## WHAT TO PRODUCE
Every record below should be written out exactly; pictures stay out.

************

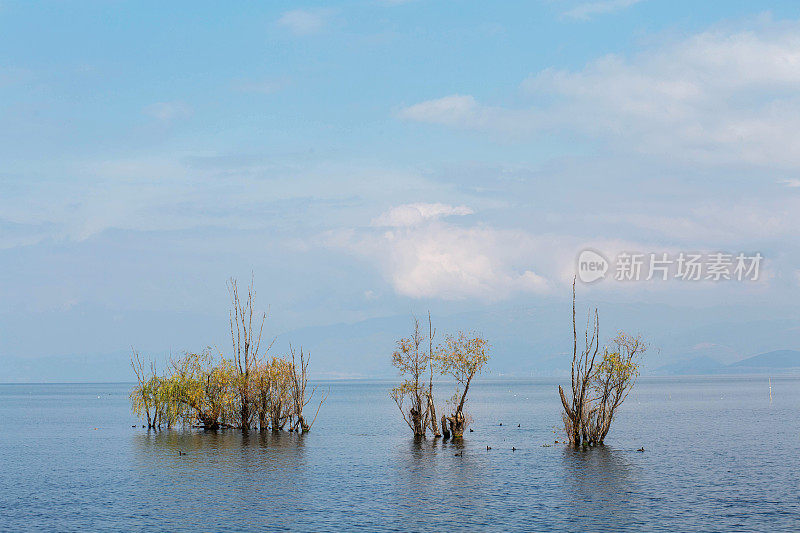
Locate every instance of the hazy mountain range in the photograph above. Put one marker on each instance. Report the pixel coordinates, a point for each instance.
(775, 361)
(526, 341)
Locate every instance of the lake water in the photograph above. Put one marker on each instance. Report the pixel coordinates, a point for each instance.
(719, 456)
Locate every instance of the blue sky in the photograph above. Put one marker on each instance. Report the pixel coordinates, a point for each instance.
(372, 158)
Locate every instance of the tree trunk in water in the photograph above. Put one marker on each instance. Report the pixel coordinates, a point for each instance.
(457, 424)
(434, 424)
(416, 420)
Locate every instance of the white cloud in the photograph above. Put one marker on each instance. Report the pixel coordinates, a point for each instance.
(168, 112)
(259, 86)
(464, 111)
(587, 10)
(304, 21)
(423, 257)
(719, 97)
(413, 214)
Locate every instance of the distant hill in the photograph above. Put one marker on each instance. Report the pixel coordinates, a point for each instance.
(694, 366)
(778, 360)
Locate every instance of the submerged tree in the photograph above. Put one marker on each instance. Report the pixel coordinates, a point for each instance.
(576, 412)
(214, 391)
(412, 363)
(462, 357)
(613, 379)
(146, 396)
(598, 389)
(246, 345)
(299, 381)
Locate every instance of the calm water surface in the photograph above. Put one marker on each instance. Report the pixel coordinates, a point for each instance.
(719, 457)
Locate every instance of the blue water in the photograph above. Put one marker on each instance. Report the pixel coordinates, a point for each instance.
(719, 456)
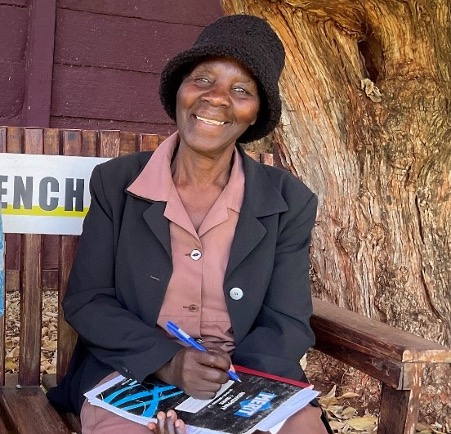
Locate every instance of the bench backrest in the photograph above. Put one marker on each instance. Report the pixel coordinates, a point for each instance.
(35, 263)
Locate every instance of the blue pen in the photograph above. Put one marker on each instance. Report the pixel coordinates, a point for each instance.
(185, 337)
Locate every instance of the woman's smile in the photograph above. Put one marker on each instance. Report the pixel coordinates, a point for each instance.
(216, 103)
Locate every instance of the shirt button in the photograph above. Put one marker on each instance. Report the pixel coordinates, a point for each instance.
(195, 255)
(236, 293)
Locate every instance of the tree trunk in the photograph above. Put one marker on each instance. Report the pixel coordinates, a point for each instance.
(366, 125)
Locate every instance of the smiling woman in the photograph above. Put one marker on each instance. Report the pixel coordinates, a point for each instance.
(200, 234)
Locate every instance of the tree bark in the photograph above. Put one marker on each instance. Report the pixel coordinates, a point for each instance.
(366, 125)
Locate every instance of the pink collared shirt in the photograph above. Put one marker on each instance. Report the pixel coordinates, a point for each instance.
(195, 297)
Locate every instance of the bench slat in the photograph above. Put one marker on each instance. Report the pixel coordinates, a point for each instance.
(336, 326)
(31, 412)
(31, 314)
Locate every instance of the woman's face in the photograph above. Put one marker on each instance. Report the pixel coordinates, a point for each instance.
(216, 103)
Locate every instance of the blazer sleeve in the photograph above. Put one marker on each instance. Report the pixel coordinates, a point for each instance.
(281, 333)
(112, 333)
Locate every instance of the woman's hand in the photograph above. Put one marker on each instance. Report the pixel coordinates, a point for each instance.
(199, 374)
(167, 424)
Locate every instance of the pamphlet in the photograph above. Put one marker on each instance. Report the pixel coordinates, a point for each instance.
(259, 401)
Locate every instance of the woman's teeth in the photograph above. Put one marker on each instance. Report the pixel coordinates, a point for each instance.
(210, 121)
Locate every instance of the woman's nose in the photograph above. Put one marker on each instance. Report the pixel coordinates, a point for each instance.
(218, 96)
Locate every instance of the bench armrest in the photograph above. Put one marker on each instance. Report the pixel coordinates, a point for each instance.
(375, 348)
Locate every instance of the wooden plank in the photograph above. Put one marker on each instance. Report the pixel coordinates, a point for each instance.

************

## EXERCISE ANSWER
Locate every instance of the hazy mountain range in the photograph above. Put one marker on each instance. Report the pixel coordinates, a point for each instance.
(775, 361)
(526, 341)
Locate every instance of the lake water in the photograph above. Put one marker on each instance. Report the pixel coordinates, a point for each instance.
(719, 456)
Locate every instance of the blue sky in the photograph above. Put one marker on each instance. Report the pixel coordinates, a point for each instance.
(372, 158)
Locate every instance of the tree trunk in water in the photograph above. Put one marker on each instance. Report the pixel coordinates, a point for each instance.
(457, 424)
(434, 424)
(416, 420)
Locate every instance of the white cloud in the photograph above. Put one marker on each instance. Report the pixel coordinates, a point for each instance.
(168, 112)
(259, 86)
(464, 111)
(587, 10)
(304, 21)
(423, 257)
(719, 97)
(413, 214)
Locate every instance of the distant hill in the photograph above. Put one marker on each instance. Report the pixel coordinates, a point for each instance.
(694, 366)
(778, 360)
Locate every instance of the submerged tree in the photograph above. Put one marker on each instance. Report the pixel coordinates, a point for each instance.
(576, 412)
(214, 391)
(412, 363)
(462, 357)
(613, 379)
(146, 396)
(598, 389)
(246, 345)
(299, 381)
Locate every instance of the calm water surface in the photograph above. Put one marker on each instance. Report the pixel coordinates, a point for each instance.
(719, 457)
Locate every instance of the blue water in the photograph above. Put one marker on each instance. Report the pixel coordinates, a point for each instance.
(719, 456)
Locate every instance of the bench backrest in the photograph above. Put one marker on each instance. Report the pixel coordinates, a point for each instance.
(35, 263)
Locate every instance of the blue pen in the photograph above. Put one marker on each instance. Report the pixel coordinates, a point for each instance.
(185, 337)
Locate every instance of the woman's smile in the photograph above. Put one marker on each instance. Report the pixel coordinates, a point for each instance.
(216, 103)
Locate every instance of the shirt button in the photograph above. Put one marker on each instance. Report the pixel coordinates, a point for each instance.
(195, 255)
(236, 293)
Locate every instance of the tree trunk in the photograph above. Put one marker on each instance. Report the pixel coordinates, a point for each instance.
(366, 125)
Locate every instance of the smiling woman in the photograph above. Put one marker on each instance. Report the pixel coordinates, a point for each instance.
(200, 234)
Locate every instance of the tree bark in the photograph above. Put one marker on each instance. Report the pixel coordinates, a point for each instance.
(366, 125)
Locate every instance of the pink collared shirt in the photograph above. Put one marker on each instance. Report the pixel coordinates, a point for each instance.
(195, 297)
Locate every instance of the bench slat in the photograph above. Put one marker on each instance. Report the pixel coordinates, a point for each instance.
(336, 326)
(31, 412)
(31, 314)
Locate every instance of the woman's face in the photograph above. Put one marker on each instance. Report the pixel coordinates, a point for each instance.
(216, 103)
Locate every instance of the blazer sleeve in the photograph above. Put one marker on each instance. Report the pixel coordinates, a point for each instance.
(281, 333)
(112, 333)
Locate every instance of the woman's hand in the photograph above. Put one marker on each instance. Report the pixel coordinates, a point for each instance.
(199, 374)
(167, 424)
Locate every instance of the pamphlet in the photograph above. Put one marker on each instance. Report the pixel coordinates, a point for each instance.
(259, 401)
Locate every instance of the woman's teeth in the photograph above. Put one marker on each instance. Report the pixel coordinates, a point for each instance.
(210, 121)
Locate every instance of the woman's nose in the photograph above. Put one marker on each instance. Report the pixel coordinates, a point for each instance.
(218, 96)
Locate every instance of the bench armrest in the photograph above. Put one marker on each instance. Report the pixel coordinates, a point for each instance.
(375, 348)
Locate every instance of the wooden plank in the photograph above. Put one marker on each instance. Report the pixel coordinates, a point for each instance.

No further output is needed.